» **Required action A**:
Please answer these questions using the excerpt on marriage and bipolar treatment:
(i) How many years has the writer been married?
(ii) What did the wife admit she once needed in order to handle the writer coming through the door?
(iii) How long before this discussion had the wife said she didn't care whether the writer was on meds?
» **Required action B**:
Decide whether each statement agrees with the excerpt on marriage and bipolar treatment. Answer yes or no, and quote the words from the excerpt that settle it.
(i) The discussion turned out to be far more painful than it might have been.
(ii) Before the writer's treatment, the wife often hid things that might have set him off.
(iii) The writer was wide awake when he gave his first response.
» **Required action C**: Carry the excerpt on marriage and bipolar treatment forward from its final line.

» **Excerpt**:
*** Begin section ***

Normally a statement like this will get my spider sense tingling and the danger is obvious from a mile away. We’ve been married 26 years and any discussion that begins this way is disaster. But being half asleep my response was something like “I don’t think so.” She got quiet and it was suddenly obvious I was going to be late for work.
We actually had a good discussion out of this, it wasn’t nearly as painful as it could have been.
Looking at the relationship from her eyes, it’s understandable. She no longer has to walk on eggshells around me. Prior to my beginning treatment for bipolar disorder she felt she couldn’t tell me certain things, that I would explode. And she was right, I often did. Because of this she frequently hid things that might have set me off. Since being diagnosed and starting meds, I am more laid back, less judgmental, and much easier to live with. She doesn’t have to dread me coming home. She admitted that there was a time she had to have a drink or two just to be able to handle me when I walked through the door. It’s a given I was difficult to live with at times, but I didn’t realize it was that difficult. I reminded her that 6 months ago she had said she didn’t care if I was on meds, it was my decision. She replied “Oh honey, I can’t go back now, you are SO much easier to live with.”

*** End section ***

» **Provided information**:
*** Begin section ***

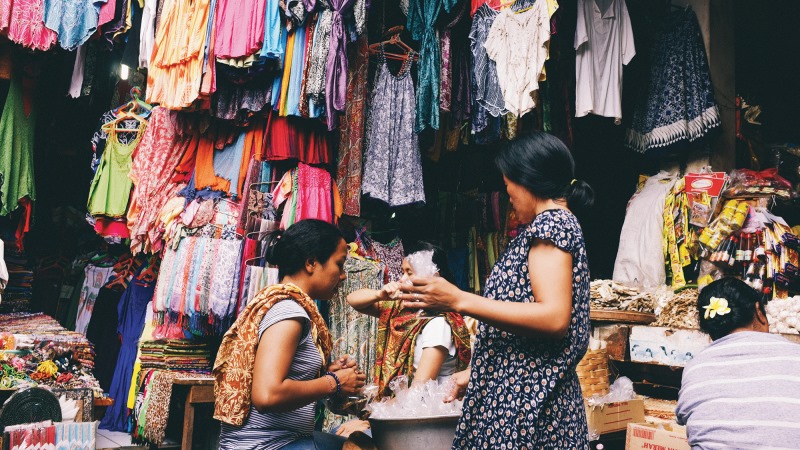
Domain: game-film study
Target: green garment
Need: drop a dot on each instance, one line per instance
(422, 16)
(16, 151)
(111, 187)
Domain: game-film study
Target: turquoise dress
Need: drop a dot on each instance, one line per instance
(422, 16)
(16, 151)
(75, 21)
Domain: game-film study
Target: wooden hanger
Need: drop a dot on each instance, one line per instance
(394, 39)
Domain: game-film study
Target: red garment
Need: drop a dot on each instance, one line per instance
(296, 138)
(24, 222)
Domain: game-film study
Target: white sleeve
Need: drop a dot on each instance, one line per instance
(628, 48)
(544, 28)
(581, 32)
(437, 333)
(493, 44)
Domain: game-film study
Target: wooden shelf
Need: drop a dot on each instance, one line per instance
(614, 316)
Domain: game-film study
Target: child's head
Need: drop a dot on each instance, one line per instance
(439, 258)
(729, 304)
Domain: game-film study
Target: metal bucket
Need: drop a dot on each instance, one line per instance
(428, 433)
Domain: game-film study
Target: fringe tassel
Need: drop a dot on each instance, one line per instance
(669, 134)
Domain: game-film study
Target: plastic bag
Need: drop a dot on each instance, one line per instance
(423, 264)
(749, 183)
(620, 391)
(421, 400)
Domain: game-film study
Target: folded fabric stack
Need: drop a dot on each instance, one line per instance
(49, 435)
(37, 350)
(39, 331)
(176, 355)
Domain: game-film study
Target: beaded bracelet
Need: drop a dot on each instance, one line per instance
(338, 383)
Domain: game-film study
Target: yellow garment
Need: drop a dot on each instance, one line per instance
(240, 63)
(287, 72)
(176, 67)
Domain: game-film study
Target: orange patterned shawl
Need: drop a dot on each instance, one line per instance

*** End section ***

» **Final answer A**:
(i) 26 years
(ii) A drink or two
(iii) 6 months

» **Final answer B**:
(i) No: "it wasn’t nearly as painful as it could have been."
(ii) Yes: "she frequently hid things that might have set me off."
(iii) No: "being half asleep my response was something like “I don’t think so.”"

» **Final answer C**:
I tried to give my perspective. Our relationship has absolutely changed since beginning treatment, but I don’t immediately share her happiness of the situation. I acknowledge the benefits, but it will take some time to appreciate the new facets in the relationship. In analyzing this I’m going to look like a jerk, but here goes anyway: I was always in complete control of this relationship. Because my bipolar leaned towards the hypomanic side I had a dominant personality and ego to match. Our family was like a business to be managed, and I was the manager. This isn’t to imply I was a rigid, stern, disciplinarian. It was that way at times, but we had a LOT of great times, laughs, and very special family moments. But the possibility that something might set me off was always there. I knew it, they knew it, and they tried hard to shelter me from triggers. Things were good as long as Dad (or husband) stayed happy. Also in this time I was a very passionate, uninhibited person. It was a huge part of what drove me, of who I was.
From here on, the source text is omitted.